#### DATA TO USE
-=-=-=-=-

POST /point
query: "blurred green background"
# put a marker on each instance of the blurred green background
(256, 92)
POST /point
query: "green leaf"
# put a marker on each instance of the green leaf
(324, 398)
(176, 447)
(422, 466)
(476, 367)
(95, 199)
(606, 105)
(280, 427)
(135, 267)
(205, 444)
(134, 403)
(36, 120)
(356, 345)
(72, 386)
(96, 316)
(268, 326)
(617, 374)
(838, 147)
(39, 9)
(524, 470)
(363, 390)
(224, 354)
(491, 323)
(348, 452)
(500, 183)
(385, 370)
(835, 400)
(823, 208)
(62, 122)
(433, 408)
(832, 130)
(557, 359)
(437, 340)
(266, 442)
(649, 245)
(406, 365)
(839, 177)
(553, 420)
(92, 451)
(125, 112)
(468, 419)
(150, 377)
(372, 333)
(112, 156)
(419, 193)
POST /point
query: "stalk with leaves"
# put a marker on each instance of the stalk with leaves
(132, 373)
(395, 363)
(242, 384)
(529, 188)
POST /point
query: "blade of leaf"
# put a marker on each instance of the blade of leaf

-=-=-=-=-

#### TASK OBJECTIVE
List every line of the records that contains the word "with".

#### FULL RESPONSE
query: "stalk with leaves"
# put a marker on each instance of the stalk with leaves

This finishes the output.